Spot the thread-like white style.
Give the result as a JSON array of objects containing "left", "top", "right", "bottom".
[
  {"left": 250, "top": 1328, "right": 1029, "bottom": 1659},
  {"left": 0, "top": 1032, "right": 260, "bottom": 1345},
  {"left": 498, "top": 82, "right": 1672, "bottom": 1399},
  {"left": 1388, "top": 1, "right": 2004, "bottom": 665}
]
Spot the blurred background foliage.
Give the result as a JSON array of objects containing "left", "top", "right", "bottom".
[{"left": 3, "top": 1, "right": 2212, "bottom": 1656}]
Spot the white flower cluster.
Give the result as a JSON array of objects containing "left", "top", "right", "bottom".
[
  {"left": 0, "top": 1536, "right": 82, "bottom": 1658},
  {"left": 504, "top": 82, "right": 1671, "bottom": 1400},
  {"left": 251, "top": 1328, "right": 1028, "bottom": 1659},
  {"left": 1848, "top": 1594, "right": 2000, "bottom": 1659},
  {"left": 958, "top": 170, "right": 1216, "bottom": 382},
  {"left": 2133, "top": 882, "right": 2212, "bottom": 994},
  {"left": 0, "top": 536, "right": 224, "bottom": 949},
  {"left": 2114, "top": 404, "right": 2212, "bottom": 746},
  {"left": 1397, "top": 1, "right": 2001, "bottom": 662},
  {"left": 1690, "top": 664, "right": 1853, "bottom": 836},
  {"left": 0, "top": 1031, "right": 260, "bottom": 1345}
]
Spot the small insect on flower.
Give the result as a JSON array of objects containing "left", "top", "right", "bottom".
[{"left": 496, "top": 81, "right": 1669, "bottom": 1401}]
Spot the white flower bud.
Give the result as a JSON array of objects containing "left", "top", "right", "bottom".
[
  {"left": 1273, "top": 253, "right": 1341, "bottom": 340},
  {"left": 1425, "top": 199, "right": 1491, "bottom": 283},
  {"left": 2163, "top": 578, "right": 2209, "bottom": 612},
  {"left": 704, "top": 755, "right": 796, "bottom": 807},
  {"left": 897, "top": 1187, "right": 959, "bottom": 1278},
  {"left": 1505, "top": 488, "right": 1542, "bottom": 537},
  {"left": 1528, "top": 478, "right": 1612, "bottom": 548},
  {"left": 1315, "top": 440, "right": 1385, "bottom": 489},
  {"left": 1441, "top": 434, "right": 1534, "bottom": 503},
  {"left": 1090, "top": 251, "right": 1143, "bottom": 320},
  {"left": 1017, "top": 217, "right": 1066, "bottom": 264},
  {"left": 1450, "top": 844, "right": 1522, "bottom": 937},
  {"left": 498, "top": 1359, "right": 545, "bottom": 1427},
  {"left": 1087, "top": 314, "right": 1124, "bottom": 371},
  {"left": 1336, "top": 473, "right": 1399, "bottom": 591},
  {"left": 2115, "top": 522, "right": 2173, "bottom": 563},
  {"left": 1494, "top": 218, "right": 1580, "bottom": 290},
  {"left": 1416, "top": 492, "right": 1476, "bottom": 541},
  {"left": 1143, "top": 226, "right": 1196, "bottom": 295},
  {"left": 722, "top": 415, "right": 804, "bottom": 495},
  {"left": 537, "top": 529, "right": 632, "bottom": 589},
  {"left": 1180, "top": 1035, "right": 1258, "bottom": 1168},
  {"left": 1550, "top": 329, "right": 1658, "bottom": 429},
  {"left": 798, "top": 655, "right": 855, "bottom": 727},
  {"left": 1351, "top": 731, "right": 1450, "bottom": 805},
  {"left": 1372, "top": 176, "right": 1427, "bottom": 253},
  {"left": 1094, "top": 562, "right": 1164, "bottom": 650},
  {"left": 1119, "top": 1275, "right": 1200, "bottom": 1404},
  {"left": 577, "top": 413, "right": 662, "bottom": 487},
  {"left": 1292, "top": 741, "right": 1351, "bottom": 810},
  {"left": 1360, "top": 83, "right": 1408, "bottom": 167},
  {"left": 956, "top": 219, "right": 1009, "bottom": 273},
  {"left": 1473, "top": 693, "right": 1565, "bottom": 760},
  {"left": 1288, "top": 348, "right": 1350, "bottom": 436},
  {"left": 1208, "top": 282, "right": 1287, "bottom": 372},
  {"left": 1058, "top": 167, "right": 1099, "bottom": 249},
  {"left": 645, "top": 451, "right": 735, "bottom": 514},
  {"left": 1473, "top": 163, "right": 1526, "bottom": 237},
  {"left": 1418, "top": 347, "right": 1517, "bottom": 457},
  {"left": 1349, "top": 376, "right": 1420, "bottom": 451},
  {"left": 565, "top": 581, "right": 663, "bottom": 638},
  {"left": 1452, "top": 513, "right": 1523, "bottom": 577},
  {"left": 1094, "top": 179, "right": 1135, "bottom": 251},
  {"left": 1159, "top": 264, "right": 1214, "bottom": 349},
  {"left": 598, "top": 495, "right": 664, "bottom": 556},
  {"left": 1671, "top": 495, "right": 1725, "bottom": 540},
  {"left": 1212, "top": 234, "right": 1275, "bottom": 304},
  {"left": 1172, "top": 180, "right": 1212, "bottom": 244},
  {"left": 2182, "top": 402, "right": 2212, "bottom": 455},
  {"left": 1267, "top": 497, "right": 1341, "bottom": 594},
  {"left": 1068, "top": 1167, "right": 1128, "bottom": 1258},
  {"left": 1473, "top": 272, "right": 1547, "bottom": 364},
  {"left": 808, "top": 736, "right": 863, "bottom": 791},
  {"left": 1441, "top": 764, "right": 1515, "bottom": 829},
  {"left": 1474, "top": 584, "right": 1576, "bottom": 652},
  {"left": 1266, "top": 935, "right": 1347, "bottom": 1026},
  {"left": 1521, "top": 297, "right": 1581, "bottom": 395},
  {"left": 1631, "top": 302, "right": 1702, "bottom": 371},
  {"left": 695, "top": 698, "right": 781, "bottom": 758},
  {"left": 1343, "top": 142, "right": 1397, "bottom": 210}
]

━━━━━━━━━━━━━━━━━━━━

§ **Try it**
Set down the entries again, exactly as they stand above.

§ **Result of this exercise**
Spot the thread-like white style.
Give the result as a JSON array of objects containing "left", "top", "right", "bottom".
[
  {"left": 250, "top": 1328, "right": 1029, "bottom": 1659},
  {"left": 0, "top": 1032, "right": 260, "bottom": 1345},
  {"left": 498, "top": 82, "right": 1672, "bottom": 1399},
  {"left": 1388, "top": 1, "right": 2004, "bottom": 665}
]
Spot the blurred background foliage.
Give the result as a JSON array of objects containing "left", "top", "right", "bottom".
[{"left": 3, "top": 1, "right": 2212, "bottom": 1656}]
Spot the white flower cluster.
Give the result as a JSON array of objects containing "left", "top", "right", "bottom".
[
  {"left": 0, "top": 1536, "right": 82, "bottom": 1658},
  {"left": 504, "top": 82, "right": 1671, "bottom": 1400},
  {"left": 251, "top": 1328, "right": 1028, "bottom": 1659},
  {"left": 1848, "top": 1594, "right": 2000, "bottom": 1659},
  {"left": 958, "top": 170, "right": 1216, "bottom": 382},
  {"left": 2133, "top": 882, "right": 2212, "bottom": 994},
  {"left": 0, "top": 536, "right": 224, "bottom": 949},
  {"left": 2114, "top": 404, "right": 2212, "bottom": 746},
  {"left": 1397, "top": 1, "right": 2001, "bottom": 662},
  {"left": 1690, "top": 664, "right": 1853, "bottom": 836},
  {"left": 0, "top": 1031, "right": 260, "bottom": 1345}
]
Spot the small insect on flower.
Give the result as a JSON array of objects containing "left", "top", "right", "bottom".
[{"left": 496, "top": 81, "right": 1669, "bottom": 1401}]
Spot the white flower bud.
Give the result as a JSON array of objects containing "left", "top", "right", "bottom".
[
  {"left": 1273, "top": 253, "right": 1341, "bottom": 340},
  {"left": 1425, "top": 199, "right": 1491, "bottom": 283},
  {"left": 2163, "top": 578, "right": 2209, "bottom": 612},
  {"left": 704, "top": 755, "right": 796, "bottom": 807},
  {"left": 897, "top": 1187, "right": 959, "bottom": 1278},
  {"left": 1505, "top": 488, "right": 1542, "bottom": 537},
  {"left": 1528, "top": 478, "right": 1612, "bottom": 548},
  {"left": 1315, "top": 440, "right": 1385, "bottom": 489},
  {"left": 1441, "top": 434, "right": 1534, "bottom": 503},
  {"left": 1090, "top": 251, "right": 1143, "bottom": 320},
  {"left": 1017, "top": 217, "right": 1066, "bottom": 264},
  {"left": 1450, "top": 844, "right": 1522, "bottom": 937},
  {"left": 498, "top": 1359, "right": 545, "bottom": 1427},
  {"left": 1087, "top": 314, "right": 1124, "bottom": 371},
  {"left": 1336, "top": 473, "right": 1399, "bottom": 591},
  {"left": 2115, "top": 522, "right": 2173, "bottom": 563},
  {"left": 1494, "top": 218, "right": 1580, "bottom": 290},
  {"left": 1416, "top": 492, "right": 1476, "bottom": 541},
  {"left": 1143, "top": 226, "right": 1196, "bottom": 295},
  {"left": 722, "top": 415, "right": 804, "bottom": 495},
  {"left": 537, "top": 529, "right": 632, "bottom": 589},
  {"left": 1180, "top": 1035, "right": 1258, "bottom": 1168},
  {"left": 1550, "top": 329, "right": 1658, "bottom": 429},
  {"left": 798, "top": 655, "right": 855, "bottom": 727},
  {"left": 1351, "top": 731, "right": 1450, "bottom": 805},
  {"left": 1372, "top": 176, "right": 1427, "bottom": 253},
  {"left": 1094, "top": 562, "right": 1164, "bottom": 650},
  {"left": 1119, "top": 1275, "right": 1200, "bottom": 1404},
  {"left": 577, "top": 413, "right": 662, "bottom": 487},
  {"left": 1292, "top": 741, "right": 1351, "bottom": 810},
  {"left": 1360, "top": 83, "right": 1408, "bottom": 167},
  {"left": 956, "top": 219, "right": 1009, "bottom": 273},
  {"left": 1473, "top": 693, "right": 1565, "bottom": 760},
  {"left": 1288, "top": 348, "right": 1350, "bottom": 436},
  {"left": 1208, "top": 282, "right": 1287, "bottom": 372},
  {"left": 1058, "top": 167, "right": 1099, "bottom": 249},
  {"left": 645, "top": 451, "right": 735, "bottom": 514},
  {"left": 1473, "top": 163, "right": 1526, "bottom": 237},
  {"left": 1418, "top": 347, "right": 1517, "bottom": 457},
  {"left": 1349, "top": 376, "right": 1420, "bottom": 451},
  {"left": 565, "top": 581, "right": 663, "bottom": 638},
  {"left": 1452, "top": 513, "right": 1523, "bottom": 577},
  {"left": 1094, "top": 179, "right": 1135, "bottom": 251},
  {"left": 1159, "top": 264, "right": 1214, "bottom": 349},
  {"left": 598, "top": 495, "right": 664, "bottom": 556},
  {"left": 1671, "top": 495, "right": 1725, "bottom": 540},
  {"left": 1212, "top": 234, "right": 1275, "bottom": 304},
  {"left": 1172, "top": 180, "right": 1212, "bottom": 244},
  {"left": 2182, "top": 402, "right": 2212, "bottom": 455},
  {"left": 1267, "top": 497, "right": 1341, "bottom": 594},
  {"left": 1068, "top": 1167, "right": 1128, "bottom": 1258},
  {"left": 1473, "top": 272, "right": 1547, "bottom": 364},
  {"left": 808, "top": 736, "right": 863, "bottom": 791},
  {"left": 1441, "top": 764, "right": 1515, "bottom": 829},
  {"left": 1474, "top": 584, "right": 1576, "bottom": 652},
  {"left": 1266, "top": 935, "right": 1347, "bottom": 1026},
  {"left": 1521, "top": 297, "right": 1581, "bottom": 395},
  {"left": 1631, "top": 302, "right": 1702, "bottom": 371},
  {"left": 695, "top": 698, "right": 781, "bottom": 758},
  {"left": 1343, "top": 142, "right": 1397, "bottom": 210}
]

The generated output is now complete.